PAGE EXTRACT
Marshall: Do you have the latest XML? If you send it to me, I can try to get
these comments addressed by early next week (Mon or Tue).
Thanks. 
Regards, Phil 


On 4/14/11 8:01 AM, "Magnus Westerlund" <magnus.westerlund@ericsson.com>
wrote:

> (resend due to bad author alias address)
> Hi,
> 
> I have made a review of the draft and have some comments on it.
> 
> 1. Needs to indicate that it updates RFC2460 (when approved). This
> usually goes into the header of the front page. The abstract and as part
> of the introduction.
> 
> 2. The abstract is way to meager. It needs to make clear, what it does,
> that there are limitations and that it updates RFC 2460.
> 
> 3. Style of writing. This is a document that updates and will be the
> specification of a change of the IPv6 specification. Currently it still
> reads like a change proposal. From my perspective it needs to be more
> authoritative. This is something we have decided to do. Thus the
> document should be written like:
> 1. Introduction: We are changing the UDP zero checksum rule in IPv6.
> 2. Short motivation why.
> 3. Change to specification. Old text that is replaced. New text.
> 
> Some places where this is evident:
> - Section 1, last paragraph on page 3: Not long term relevant and using
> terms that make less sense in an RFC.
> - Section 1.4 "Recommend Solution": Wrong title. Should be its own main
> section. First paragraph.
> 
> 4. Section 1.4:
>       In cases, where the encapsulating
>       protocol uses a zero checksum for UDP, the receiver of packets in
>       the allowed port range MUST NOT discard packets with a UDP
>       checksum of zero.
> 
> "in the allowed port range" seems wrong, isn't "to a port that has been
> enabled to receive zero checksum" so that the full sentence reads:
> 
> In cases, where the encapsulating protocol uses a zero checksum for UDP,
> the receiver of packets to a port that has been enabled to receive zero
> checksum MUST NOT discard packets with a UDP checksum of zero.
> 
> 5. Section 1.4 bullet 1:
>       1.  IPv6 protocol stack implementations SHOULD NOT by default
>           allow the new method.  The default node receiver behaviour
>           MUST discard all IPv6 packets carrying UDP packets with a zero
>           checksum.
> 
> I think "new method" is unclear in this sentence. Yes, I know it is from
> my draft. However, in the context of actually doing the change it needs
> to be more crisp and clear.
> 
> 6. Section 1.4, bullet 3:
>       3.  RFC 2460 specifies that IPv6 nodes should log UDP datagrams
>           with a zero-checksum.  This should remain the case for any
>           datagram received on a port that does not explicitly enable
>           zero-checksum processing.  A port for which zero-checksum has
>           been enabled MUST NOT log the datagram.

ENTRIES

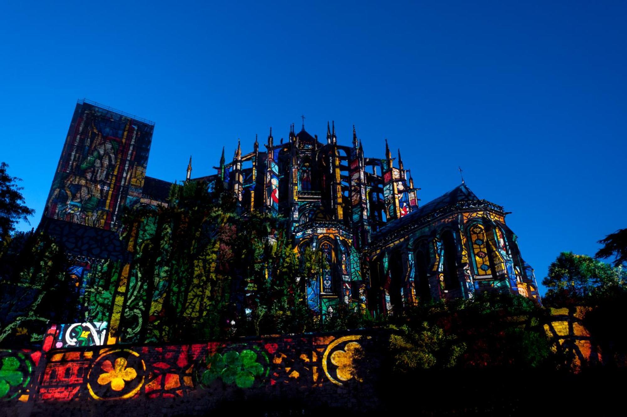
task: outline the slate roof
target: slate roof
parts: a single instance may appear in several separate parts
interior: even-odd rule
[[[170,195],[172,183],[163,180],[158,180],[147,175],[144,180],[142,194],[150,197],[151,200],[164,202]]]
[[[300,131],[296,134],[296,136],[298,136],[298,140],[303,142],[315,142],[315,138],[310,135],[303,128]]]
[[[382,234],[394,230],[447,205],[451,205],[462,201],[478,200],[479,197],[465,183],[462,183],[448,192],[445,193],[439,197],[431,200],[426,204],[413,210],[407,215],[401,217],[399,220],[391,222],[389,224],[383,227],[377,232],[377,234]]]

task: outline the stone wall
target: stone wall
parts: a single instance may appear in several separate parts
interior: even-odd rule
[[[0,405],[6,415],[24,416],[113,410],[203,414],[224,404],[241,406],[246,399],[371,409],[377,403],[373,386],[356,373],[355,362],[381,335],[343,332],[48,350],[48,334],[43,351],[0,351]]]

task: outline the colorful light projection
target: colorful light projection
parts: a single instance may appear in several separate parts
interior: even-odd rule
[[[61,324],[55,347],[102,346],[107,341],[107,322]]]
[[[78,103],[45,215],[117,230],[122,207],[141,198],[154,128],[87,101]]]
[[[308,335],[245,342],[48,352],[0,350],[0,399],[120,400],[184,396],[214,386],[317,389],[362,382],[356,358],[372,337]],[[38,366],[42,358],[47,363]]]

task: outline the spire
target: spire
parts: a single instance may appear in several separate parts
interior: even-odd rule
[[[224,180],[224,147],[222,147],[222,156],[220,157],[220,178]]]
[[[386,138],[386,159],[390,161],[392,159],[392,153],[390,152],[390,147],[387,146],[387,138]],[[391,165],[391,164],[390,164]],[[391,168],[391,167],[388,167]]]
[[[187,175],[186,177],[186,180],[189,180],[192,177],[192,156],[189,155],[189,163],[187,164]]]

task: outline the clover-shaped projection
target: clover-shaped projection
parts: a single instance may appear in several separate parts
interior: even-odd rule
[[[246,349],[238,353],[230,351],[211,356],[209,369],[203,373],[203,384],[208,386],[218,378],[225,384],[234,383],[240,388],[250,388],[255,378],[263,374],[263,365],[257,362],[257,353]]]
[[[11,387],[22,383],[24,375],[18,370],[19,367],[19,361],[17,358],[5,356],[3,358],[2,367],[0,368],[0,398],[9,393]]]
[[[356,342],[350,342],[344,348],[345,351],[335,351],[331,354],[331,363],[337,366],[337,378],[342,381],[348,381],[354,374],[353,359],[356,351],[361,346]]]
[[[137,376],[137,373],[134,369],[126,367],[127,363],[127,360],[124,358],[115,359],[112,366],[111,361],[105,361],[102,363],[102,370],[106,373],[101,374],[98,377],[98,383],[107,385],[111,383],[111,389],[113,391],[124,389],[125,381],[132,381]]]

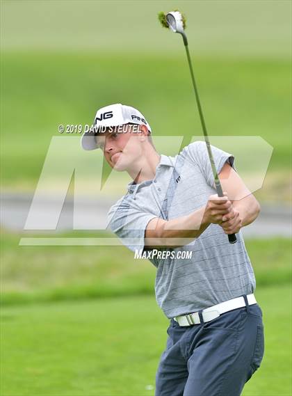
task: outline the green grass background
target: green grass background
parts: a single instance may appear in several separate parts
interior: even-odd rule
[[[181,38],[156,17],[177,1],[0,6],[2,191],[33,192],[58,125],[90,124],[110,103],[140,109],[155,136],[181,135],[187,144],[201,134]],[[209,134],[268,141],[274,151],[255,195],[261,203],[291,202],[291,3],[181,1],[179,7]],[[152,264],[122,247],[19,246],[24,236],[1,230],[1,394],[153,395],[146,387],[154,385],[168,321],[154,298]],[[266,354],[243,395],[289,396],[290,241],[246,246]]]

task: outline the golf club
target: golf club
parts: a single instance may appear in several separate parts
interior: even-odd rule
[[[202,127],[203,129],[204,137],[206,143],[206,145],[208,150],[208,155],[211,162],[211,166],[212,168],[213,175],[214,176],[215,187],[216,189],[217,194],[218,197],[224,196],[223,191],[222,190],[221,184],[219,180],[219,177],[217,173],[216,168],[215,166],[214,159],[213,157],[212,150],[210,146],[210,142],[209,141],[208,134],[206,131],[206,124],[204,119],[203,112],[202,110],[201,103],[200,101],[199,93],[197,92],[197,85],[195,80],[195,75],[193,70],[192,62],[190,60],[190,52],[188,51],[188,39],[186,38],[186,33],[184,32],[184,29],[186,27],[186,19],[184,16],[177,10],[172,11],[171,13],[168,13],[165,15],[163,13],[160,13],[159,14],[159,19],[161,22],[161,24],[164,27],[170,29],[174,33],[179,33],[181,35],[184,47],[186,49],[186,56],[188,58],[188,66],[190,68],[190,76],[192,77],[193,86],[195,90],[195,98],[197,101],[197,109],[199,110],[200,118],[201,120]],[[230,244],[235,244],[236,242],[236,237],[235,234],[230,234],[228,235],[228,240]]]

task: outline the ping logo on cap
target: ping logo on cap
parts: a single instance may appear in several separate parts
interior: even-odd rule
[[[147,121],[145,118],[141,118],[141,117],[139,117],[138,116],[135,116],[133,114],[132,114],[131,116],[132,120],[138,120],[138,121],[142,121],[143,122],[144,122],[144,124],[147,124]]]
[[[97,120],[99,121],[102,121],[102,120],[106,120],[107,118],[111,118],[112,117],[113,117],[113,111],[106,111],[105,113],[102,113],[100,118],[97,117],[97,116],[95,117],[95,122]]]

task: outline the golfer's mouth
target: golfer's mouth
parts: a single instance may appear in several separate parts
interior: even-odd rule
[[[120,157],[121,156],[122,152],[116,152],[111,157],[111,161],[113,163],[117,162]]]

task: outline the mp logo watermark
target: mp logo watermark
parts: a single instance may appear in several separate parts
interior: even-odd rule
[[[109,113],[102,116],[109,118]],[[152,136],[152,139],[158,152],[172,157],[190,143],[203,140],[202,136],[193,136],[182,145],[181,136]],[[210,141],[213,146],[234,156],[236,171],[251,192],[261,188],[273,152],[270,144],[260,136],[210,136]],[[20,245],[124,244],[139,249],[140,237],[118,239],[108,228],[109,209],[124,196],[127,184],[133,180],[126,171],[117,172],[110,168],[101,150],[82,150],[80,136],[54,136],[40,171]],[[181,182],[179,176],[177,186]],[[191,182],[191,180],[188,181]],[[163,203],[163,197],[161,198]],[[60,235],[58,225],[65,212],[72,218],[66,230],[94,231],[98,237]],[[44,232],[49,230],[49,235],[44,237]],[[28,231],[30,235],[34,231],[33,237],[27,235]]]

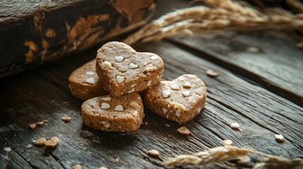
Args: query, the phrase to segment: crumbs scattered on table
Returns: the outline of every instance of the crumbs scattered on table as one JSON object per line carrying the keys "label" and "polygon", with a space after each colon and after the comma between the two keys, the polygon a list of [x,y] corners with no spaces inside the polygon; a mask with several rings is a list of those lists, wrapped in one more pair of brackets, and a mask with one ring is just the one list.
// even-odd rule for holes
{"label": "crumbs scattered on table", "polygon": [[215,77],[219,75],[219,73],[214,72],[213,70],[211,69],[208,69],[206,70],[206,74],[208,76],[211,77]]}
{"label": "crumbs scattered on table", "polygon": [[9,151],[11,151],[11,147],[8,146],[8,147],[5,147],[4,149],[3,149],[3,150],[4,150],[6,152],[9,152]]}
{"label": "crumbs scattered on table", "polygon": [[160,153],[158,150],[151,149],[151,150],[148,150],[148,155],[158,157],[158,156],[159,156]]}
{"label": "crumbs scattered on table", "polygon": [[57,137],[52,137],[49,140],[47,140],[44,142],[44,146],[46,147],[56,147],[59,144],[59,138]]}
{"label": "crumbs scattered on table", "polygon": [[71,120],[71,117],[63,117],[61,120],[62,120],[62,121],[65,122],[65,123],[68,123],[70,122]]}
{"label": "crumbs scattered on table", "polygon": [[187,129],[186,127],[185,126],[182,126],[178,128],[177,131],[178,131],[178,132],[180,133],[181,134],[188,135],[191,134],[191,131],[189,131],[189,130]]}
{"label": "crumbs scattered on table", "polygon": [[39,137],[34,141],[35,145],[42,146],[44,144],[47,139],[44,137]]}
{"label": "crumbs scattered on table", "polygon": [[47,147],[56,147],[59,143],[59,138],[57,137],[52,137],[49,140],[47,140],[45,137],[39,137],[34,141],[35,145],[42,146],[44,145]]}
{"label": "crumbs scattered on table", "polygon": [[239,125],[239,123],[234,123],[230,125],[230,127],[232,127],[232,129],[234,129],[234,130],[239,130],[240,129],[240,125]]}
{"label": "crumbs scattered on table", "polygon": [[278,142],[284,142],[284,137],[282,134],[275,134],[275,139]]}
{"label": "crumbs scattered on table", "polygon": [[234,143],[230,139],[225,139],[222,141],[222,145],[223,146],[232,146],[234,145]]}
{"label": "crumbs scattered on table", "polygon": [[71,169],[82,169],[82,165],[80,164],[76,164],[75,165],[71,166]]}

DIRECTIVES
A. In the email about the UDP zero-checksum draft, which RFC does the reviewer say the draft must indicate that it updates?
B. Carry on the email about the UDP zero-checksum draft from the point where it stops.

ANSWER LIST
A. RFC 2460.

B.
> 
> Should we clarify that it MUST NOT log for the reason of it having a
> zero checksum. It may still be logged but for other reasons. The
> simplest change appears to say:
> 
> A port for which zero-checksum has been enabled MUST NOT log the
> datagram for that reason.
> 
> 7. Section 1.4, bullet 5:
>       5.  UDP Tunnels that encapsulate IP MUST rely on the inner packet
>           integrity checks provided that the tunnel will not
>           significantly increase the rate of corruption of the inner IP
>           packet.  If a significantly increased corruption rate can
>           occur, then the tunnel MUST provide an additional integrity
>           verification mechanism.  An integrity mechanism is always
>           recommended at the tunnel layer to ensure that corruption
>           rates of the inner most packet are not increased.
> 
> I think the first "MUST" is actually not correct. I think "MAY" is
> actually more correct. If you transport IP as inner packet, then you MAY
> rely on that being corruption verified by itself, the outer header
> doesn't need to take that responsibility providing that the corruption
> rate will not be increase. However disallowing additional checks was not
> the intention here.
> 
> 8. Section 1.5 should have its own main section.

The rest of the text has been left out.